-- Exercise inputs follows --

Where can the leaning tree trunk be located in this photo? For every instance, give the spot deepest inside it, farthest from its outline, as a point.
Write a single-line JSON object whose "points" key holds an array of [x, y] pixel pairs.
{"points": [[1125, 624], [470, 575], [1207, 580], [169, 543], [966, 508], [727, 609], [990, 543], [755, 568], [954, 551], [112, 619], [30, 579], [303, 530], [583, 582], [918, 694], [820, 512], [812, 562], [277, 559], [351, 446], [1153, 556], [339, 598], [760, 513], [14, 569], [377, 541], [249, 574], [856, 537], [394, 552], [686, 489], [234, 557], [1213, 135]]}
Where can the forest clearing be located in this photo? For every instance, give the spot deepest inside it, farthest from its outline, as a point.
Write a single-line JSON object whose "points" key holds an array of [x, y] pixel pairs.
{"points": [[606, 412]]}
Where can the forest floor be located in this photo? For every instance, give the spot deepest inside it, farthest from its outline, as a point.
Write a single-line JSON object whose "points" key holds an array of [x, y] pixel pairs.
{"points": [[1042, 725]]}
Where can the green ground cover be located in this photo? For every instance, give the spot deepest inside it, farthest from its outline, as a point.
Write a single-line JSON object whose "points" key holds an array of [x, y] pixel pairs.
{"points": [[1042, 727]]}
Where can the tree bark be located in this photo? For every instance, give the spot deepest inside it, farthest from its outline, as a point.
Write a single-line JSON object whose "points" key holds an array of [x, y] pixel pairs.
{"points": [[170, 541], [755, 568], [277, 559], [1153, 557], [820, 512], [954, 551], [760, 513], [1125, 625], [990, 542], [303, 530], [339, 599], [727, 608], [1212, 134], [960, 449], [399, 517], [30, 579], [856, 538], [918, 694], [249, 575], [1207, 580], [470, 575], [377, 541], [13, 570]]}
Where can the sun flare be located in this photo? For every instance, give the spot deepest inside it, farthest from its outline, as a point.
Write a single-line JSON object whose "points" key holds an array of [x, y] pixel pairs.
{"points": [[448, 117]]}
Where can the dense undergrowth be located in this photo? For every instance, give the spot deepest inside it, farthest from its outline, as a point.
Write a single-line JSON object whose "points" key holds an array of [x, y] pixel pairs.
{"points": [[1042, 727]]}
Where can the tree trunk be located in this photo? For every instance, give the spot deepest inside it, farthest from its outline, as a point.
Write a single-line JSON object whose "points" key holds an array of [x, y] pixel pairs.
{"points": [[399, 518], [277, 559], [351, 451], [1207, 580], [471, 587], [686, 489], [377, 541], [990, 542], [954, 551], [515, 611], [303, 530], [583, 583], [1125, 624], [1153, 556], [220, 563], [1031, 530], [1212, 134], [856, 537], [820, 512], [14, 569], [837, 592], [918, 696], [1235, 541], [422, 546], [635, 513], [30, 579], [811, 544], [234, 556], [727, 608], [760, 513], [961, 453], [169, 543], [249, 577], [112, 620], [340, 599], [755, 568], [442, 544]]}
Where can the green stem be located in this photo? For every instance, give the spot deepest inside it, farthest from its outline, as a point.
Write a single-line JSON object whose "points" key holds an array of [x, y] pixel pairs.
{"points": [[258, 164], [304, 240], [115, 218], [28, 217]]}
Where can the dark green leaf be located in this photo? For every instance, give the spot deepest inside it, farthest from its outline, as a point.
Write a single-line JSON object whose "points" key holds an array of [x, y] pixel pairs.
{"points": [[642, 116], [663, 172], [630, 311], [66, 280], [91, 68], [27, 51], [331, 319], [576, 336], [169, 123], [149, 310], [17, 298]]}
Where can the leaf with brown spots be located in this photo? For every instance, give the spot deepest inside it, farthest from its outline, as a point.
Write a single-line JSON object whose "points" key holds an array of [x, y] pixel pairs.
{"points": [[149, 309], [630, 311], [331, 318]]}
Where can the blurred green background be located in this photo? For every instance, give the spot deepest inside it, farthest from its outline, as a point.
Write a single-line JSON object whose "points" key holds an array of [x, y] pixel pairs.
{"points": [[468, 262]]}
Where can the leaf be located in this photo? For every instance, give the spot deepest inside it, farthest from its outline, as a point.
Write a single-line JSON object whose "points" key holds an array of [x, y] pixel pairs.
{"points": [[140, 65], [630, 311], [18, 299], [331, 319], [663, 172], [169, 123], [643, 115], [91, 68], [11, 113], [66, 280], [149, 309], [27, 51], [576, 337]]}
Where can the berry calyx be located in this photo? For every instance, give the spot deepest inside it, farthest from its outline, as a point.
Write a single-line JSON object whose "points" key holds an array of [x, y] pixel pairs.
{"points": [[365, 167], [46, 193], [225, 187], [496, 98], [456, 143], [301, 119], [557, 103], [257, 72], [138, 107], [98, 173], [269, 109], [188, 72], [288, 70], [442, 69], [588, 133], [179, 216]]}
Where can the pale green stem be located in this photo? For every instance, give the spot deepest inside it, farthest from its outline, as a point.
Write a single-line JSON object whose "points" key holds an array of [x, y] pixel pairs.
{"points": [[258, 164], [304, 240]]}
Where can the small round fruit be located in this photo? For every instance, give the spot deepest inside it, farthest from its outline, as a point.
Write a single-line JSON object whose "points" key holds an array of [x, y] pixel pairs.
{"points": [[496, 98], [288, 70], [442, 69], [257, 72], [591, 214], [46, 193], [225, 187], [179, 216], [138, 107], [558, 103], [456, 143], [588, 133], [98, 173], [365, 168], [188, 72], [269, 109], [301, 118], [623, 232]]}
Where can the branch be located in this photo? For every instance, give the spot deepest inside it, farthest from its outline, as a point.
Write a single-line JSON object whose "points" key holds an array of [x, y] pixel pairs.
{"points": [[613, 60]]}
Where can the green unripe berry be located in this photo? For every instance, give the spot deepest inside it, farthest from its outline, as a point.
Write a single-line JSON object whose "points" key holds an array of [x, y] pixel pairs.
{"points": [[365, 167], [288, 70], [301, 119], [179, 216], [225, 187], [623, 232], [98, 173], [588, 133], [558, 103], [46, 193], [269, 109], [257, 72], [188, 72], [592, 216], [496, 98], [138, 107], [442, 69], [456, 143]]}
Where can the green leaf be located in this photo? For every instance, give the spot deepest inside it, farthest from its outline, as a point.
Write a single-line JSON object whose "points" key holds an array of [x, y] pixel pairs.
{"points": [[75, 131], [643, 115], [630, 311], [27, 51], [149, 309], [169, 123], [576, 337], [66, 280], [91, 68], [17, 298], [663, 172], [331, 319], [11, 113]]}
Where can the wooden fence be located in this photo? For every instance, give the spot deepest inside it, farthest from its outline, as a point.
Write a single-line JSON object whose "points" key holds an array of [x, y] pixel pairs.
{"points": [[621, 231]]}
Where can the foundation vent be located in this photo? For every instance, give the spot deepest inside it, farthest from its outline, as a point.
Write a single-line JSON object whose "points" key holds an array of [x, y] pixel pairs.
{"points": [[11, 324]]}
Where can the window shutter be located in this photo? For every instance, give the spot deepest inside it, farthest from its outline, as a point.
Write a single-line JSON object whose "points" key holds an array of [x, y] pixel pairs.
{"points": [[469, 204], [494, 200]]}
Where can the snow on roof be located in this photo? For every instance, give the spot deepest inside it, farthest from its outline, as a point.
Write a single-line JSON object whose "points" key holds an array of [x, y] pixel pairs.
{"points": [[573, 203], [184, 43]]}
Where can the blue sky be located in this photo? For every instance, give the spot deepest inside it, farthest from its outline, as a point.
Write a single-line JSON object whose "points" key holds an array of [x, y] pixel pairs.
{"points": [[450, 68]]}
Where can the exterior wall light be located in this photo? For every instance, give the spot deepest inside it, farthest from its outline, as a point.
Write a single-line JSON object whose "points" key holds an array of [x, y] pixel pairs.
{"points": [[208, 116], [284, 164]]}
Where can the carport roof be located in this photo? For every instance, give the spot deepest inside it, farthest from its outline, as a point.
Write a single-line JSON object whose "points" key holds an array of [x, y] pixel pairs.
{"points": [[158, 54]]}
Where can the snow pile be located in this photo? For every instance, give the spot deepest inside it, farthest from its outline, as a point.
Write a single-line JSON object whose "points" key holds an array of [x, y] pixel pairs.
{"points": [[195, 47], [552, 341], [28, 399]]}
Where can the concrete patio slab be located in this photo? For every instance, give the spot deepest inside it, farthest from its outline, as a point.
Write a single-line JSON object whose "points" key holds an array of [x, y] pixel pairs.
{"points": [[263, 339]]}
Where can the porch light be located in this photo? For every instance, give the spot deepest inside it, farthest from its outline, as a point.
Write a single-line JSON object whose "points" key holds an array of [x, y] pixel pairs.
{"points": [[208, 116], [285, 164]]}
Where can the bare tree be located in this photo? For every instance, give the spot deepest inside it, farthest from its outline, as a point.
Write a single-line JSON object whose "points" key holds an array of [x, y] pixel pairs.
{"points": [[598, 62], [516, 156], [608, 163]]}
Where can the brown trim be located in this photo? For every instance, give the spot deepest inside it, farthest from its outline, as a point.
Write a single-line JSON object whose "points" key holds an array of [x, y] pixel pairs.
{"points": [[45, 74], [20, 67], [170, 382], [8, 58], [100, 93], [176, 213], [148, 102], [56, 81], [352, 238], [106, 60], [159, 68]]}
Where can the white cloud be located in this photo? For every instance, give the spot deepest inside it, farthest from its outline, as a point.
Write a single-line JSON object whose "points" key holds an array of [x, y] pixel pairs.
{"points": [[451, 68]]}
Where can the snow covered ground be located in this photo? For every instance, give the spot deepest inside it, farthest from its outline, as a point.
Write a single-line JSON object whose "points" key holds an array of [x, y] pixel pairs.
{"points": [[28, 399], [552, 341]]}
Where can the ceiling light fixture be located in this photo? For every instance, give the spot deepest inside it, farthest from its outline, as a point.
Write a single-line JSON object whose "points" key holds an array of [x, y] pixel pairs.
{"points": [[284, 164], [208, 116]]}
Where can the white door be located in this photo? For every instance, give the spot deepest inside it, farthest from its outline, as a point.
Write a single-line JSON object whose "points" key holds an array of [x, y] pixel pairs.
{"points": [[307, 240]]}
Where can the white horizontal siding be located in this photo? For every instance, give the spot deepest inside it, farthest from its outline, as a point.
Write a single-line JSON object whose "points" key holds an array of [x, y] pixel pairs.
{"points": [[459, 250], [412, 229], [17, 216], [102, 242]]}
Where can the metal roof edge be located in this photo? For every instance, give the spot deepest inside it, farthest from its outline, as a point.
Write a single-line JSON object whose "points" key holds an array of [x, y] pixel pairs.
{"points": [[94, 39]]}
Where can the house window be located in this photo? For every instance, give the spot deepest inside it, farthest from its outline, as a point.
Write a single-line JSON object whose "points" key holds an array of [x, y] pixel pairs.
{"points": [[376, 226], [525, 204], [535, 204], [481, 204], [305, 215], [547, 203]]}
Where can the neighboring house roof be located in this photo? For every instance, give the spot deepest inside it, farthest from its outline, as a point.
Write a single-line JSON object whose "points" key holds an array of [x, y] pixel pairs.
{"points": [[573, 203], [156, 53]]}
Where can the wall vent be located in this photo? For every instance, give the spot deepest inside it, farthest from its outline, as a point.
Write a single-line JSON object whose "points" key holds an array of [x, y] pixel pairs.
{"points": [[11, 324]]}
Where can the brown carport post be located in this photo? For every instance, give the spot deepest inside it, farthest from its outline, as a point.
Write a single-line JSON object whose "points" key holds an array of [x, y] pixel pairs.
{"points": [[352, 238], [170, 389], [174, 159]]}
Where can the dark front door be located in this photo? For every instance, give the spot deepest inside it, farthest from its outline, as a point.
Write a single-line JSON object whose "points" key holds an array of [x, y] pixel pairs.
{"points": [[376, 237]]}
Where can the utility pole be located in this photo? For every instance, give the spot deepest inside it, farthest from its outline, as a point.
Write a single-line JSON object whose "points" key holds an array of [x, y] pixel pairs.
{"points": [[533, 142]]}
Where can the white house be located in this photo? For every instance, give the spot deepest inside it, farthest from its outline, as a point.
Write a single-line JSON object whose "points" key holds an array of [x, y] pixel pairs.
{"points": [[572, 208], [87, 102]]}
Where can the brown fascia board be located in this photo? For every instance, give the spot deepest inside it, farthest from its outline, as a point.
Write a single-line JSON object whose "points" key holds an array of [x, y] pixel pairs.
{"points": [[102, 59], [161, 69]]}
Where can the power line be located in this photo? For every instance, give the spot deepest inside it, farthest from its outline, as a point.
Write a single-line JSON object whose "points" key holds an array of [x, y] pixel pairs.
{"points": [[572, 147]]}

-- Exercise inputs concluded --

Please copy the lines in the records above between the one holding "Where can the leaf with" and the one holding "Where can the blurred", inclusive, exactly and with no other line.

Where can the leaf with brown spots be located in this photo? For every instance, give the spot deepest inside it, farthest from its outline, as a point.
Write a single-line JSON object whose "points" key holds an array of [x, y] pixel pairs.
{"points": [[149, 309], [630, 311], [331, 318]]}
Where can the blurred green background be located in this photo? For every instance, give the spot deepest inside it, farthest from its outline, as a point.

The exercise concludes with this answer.